### Selected extract
Ulrike Hermine Schmidt is a British psychiatrist at the Institute of Psychiatry, Psychology and Neuroscience, King's College London in London, where she is Professor of Eating Disorders as well as the Head of the Section of Eating Disorders. Schmidt is a consultant at the Eating Disorders Service within the South London and Maudsley NHS Foundation Trust. Schmidt is known for her ground breaking work helping people with eating disorders and their clinicians.

==Career==
Schmidt undertook her medical studies at the University of Düsseldorf. After graduation she went on to train in psychiatry at the Maudsley Hospital in London and became a consultant in community and liaison psychiatry at St. Mary's Hospital. She has been a consultant in the Eating Disorders Service at the Maudsley Hospital since 1998 and a professor of eating disorders at the Institute of Psychiatry, Psychology and Neuroscience at King's College London since 2006.

In her role as consultant at the South London and Maudsley NHS Foundation Trust, Schmidt is in charge of the Maudsley Hospital eating disorders service out-patient program, which assesses and treats patients with eating disorders.

In her role as researcher at the Institute of Psychiatry, Psychology and Neuroscience, Schmidt's research into eating disorders focuses on brief psychological treatments and self-help, as well as treatment of self-harm and diabetes. Schmidt has also done extensive work on the use of new technologies in the treatment of eating disorders using online computer based interventions.

Schmidt also fulfils a number of other roles, including chair of the Section of Eating Disorders at the Royal College of Psychiatrists and also chair of the Academy for Eating Disorders.

==Honours and recognition==
Schmidt has won a National Health Service Innovation Award for the development of a computer based self-help intervention for people with anorexia nervosa and their carers. She was also a recipient of the King's College London Graduate School Supervisory Excellence Awards for 2012-13
Schmidt's work has also been highlighted in a Lancet profile on the King's College London Eating Disorders Unit in early 2013. She was elected a Fellow of the Academy of Medical Sciences in 2023.

Schmidt was appointed Officer of the Order of the British Empire (OBE) in the 2024 New Year Honours for services to people with eating disorders.

==Publications==
Schmidt is a prolific researcher and has published over 160 papers, all of which can be accessed using the King's College London Research Portal - PURE.

### Your goal
Repeat word for word the passage of the Ulrike Schmidt profile that begins with the words "In her role as consultant" and ends with "for Eating Disorders.".

[Stored data entries]
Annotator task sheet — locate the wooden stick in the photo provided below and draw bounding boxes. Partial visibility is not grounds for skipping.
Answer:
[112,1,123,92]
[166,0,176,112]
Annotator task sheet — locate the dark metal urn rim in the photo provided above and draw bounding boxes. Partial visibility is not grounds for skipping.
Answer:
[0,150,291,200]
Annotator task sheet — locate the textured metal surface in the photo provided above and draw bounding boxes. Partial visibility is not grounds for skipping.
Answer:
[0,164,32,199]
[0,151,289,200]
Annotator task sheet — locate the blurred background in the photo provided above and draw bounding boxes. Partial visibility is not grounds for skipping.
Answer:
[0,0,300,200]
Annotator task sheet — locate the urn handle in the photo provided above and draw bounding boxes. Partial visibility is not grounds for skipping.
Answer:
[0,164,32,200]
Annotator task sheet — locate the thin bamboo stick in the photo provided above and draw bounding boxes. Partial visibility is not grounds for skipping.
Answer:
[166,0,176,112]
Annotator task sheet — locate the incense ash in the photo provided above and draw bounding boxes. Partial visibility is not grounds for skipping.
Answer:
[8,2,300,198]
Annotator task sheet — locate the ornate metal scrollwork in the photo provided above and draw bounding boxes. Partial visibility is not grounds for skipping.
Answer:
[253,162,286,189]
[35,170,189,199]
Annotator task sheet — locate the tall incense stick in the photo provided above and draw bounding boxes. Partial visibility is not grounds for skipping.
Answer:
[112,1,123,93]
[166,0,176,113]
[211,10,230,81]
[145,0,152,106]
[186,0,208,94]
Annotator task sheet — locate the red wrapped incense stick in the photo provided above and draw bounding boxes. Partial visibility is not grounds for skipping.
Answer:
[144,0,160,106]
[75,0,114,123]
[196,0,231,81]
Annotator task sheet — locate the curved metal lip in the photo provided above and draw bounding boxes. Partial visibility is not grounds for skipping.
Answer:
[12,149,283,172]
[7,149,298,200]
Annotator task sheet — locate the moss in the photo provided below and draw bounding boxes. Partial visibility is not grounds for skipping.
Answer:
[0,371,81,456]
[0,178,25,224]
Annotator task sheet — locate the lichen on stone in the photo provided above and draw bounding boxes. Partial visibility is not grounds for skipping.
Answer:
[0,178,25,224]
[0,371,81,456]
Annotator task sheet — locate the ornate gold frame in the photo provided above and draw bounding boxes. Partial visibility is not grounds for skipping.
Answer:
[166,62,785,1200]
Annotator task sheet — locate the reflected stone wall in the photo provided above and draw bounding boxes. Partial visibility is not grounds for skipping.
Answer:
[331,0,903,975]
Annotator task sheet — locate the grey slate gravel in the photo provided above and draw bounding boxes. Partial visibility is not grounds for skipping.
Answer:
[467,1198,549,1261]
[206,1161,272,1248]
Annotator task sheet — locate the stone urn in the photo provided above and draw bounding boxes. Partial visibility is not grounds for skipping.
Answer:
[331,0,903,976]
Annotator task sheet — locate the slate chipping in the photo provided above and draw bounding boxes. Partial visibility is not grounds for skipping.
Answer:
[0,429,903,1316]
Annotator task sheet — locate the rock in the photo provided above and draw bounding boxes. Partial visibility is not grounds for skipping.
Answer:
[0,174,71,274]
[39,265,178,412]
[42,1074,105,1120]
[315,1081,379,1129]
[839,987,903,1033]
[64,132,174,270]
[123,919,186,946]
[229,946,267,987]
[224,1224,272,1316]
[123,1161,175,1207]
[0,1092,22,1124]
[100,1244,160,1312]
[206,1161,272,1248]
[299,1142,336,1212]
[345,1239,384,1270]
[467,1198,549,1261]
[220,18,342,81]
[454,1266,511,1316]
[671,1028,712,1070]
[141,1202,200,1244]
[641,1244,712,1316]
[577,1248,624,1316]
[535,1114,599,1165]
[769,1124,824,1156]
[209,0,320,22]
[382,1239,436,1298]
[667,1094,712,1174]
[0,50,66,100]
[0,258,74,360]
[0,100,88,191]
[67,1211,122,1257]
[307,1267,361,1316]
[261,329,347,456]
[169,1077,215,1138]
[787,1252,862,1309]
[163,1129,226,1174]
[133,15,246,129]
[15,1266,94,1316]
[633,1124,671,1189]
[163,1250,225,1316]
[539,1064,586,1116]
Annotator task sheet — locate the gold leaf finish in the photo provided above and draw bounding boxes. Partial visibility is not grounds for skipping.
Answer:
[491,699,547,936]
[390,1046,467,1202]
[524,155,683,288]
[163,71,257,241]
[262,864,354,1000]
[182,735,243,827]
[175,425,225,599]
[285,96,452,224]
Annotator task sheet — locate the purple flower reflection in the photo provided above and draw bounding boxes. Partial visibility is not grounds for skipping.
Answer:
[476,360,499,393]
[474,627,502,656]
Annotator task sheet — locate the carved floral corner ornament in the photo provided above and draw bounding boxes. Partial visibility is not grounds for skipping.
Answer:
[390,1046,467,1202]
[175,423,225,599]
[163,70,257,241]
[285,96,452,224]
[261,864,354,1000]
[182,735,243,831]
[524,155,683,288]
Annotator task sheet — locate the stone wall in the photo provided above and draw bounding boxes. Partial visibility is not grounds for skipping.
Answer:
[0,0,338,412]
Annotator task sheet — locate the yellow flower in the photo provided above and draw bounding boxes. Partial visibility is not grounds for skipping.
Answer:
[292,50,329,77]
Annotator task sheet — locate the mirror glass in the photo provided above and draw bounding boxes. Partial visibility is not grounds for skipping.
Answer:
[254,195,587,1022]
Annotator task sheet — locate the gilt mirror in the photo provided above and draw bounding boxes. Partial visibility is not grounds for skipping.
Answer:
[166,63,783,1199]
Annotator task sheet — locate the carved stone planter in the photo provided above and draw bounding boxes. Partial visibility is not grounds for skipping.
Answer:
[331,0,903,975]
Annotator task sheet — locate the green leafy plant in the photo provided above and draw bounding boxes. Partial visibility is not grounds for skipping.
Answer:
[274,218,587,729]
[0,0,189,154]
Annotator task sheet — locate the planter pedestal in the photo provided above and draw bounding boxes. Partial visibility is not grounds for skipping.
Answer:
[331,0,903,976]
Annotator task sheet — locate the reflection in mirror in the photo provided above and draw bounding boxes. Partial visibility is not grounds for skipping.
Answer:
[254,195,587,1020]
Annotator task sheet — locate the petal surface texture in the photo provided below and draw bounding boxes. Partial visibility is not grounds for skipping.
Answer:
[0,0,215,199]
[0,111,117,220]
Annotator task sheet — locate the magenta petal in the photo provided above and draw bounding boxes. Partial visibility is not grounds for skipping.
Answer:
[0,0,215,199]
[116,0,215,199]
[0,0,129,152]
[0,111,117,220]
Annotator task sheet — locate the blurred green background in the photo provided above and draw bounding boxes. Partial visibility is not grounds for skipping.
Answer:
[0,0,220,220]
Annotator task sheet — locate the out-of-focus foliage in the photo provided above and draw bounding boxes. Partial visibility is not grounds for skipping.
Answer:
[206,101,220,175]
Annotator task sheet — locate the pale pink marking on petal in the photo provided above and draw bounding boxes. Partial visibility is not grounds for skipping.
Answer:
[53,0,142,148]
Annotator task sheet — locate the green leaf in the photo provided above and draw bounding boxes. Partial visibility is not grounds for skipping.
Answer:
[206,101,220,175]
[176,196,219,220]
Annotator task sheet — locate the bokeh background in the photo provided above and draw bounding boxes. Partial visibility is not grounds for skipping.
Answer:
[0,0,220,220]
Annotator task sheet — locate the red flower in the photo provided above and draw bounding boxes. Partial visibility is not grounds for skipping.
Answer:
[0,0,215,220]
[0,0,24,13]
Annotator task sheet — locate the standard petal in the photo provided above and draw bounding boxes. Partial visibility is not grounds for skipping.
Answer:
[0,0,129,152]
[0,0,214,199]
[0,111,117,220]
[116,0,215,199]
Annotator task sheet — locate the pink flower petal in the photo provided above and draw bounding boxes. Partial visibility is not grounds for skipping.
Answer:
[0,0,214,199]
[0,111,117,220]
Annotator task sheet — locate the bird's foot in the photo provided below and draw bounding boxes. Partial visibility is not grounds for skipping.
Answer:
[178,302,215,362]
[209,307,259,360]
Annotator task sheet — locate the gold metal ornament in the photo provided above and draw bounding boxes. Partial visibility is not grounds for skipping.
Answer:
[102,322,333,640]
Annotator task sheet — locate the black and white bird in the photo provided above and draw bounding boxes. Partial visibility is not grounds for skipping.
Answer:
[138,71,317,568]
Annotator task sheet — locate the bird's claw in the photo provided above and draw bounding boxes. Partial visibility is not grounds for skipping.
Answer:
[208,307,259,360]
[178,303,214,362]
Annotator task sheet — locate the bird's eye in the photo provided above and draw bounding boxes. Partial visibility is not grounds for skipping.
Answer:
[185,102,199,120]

### Result
In her role as consultant at the South London and Maudsley NHS Foundation Trust, Schmidt is in charge of the Maudsley Hospital eating disorders service out-patient program, which assesses and treats patients with eating disorders.

In her role as researcher at the Institute of Psychiatry, Psychology and Neuroscience, Schmidt's research into eating disorders focuses on brief psychological treatments and self-help, as well as treatment of self-harm and diabetes. Schmidt has also done extensive work on the use of new technologies in the treatment of eating disorders using online computer based interventions.

Schmidt also fulfils a number of other roles, including chair of the Section of Eating Disorders at the Royal College of Psychiatrists and also chair of the Academy for Eating Disorders.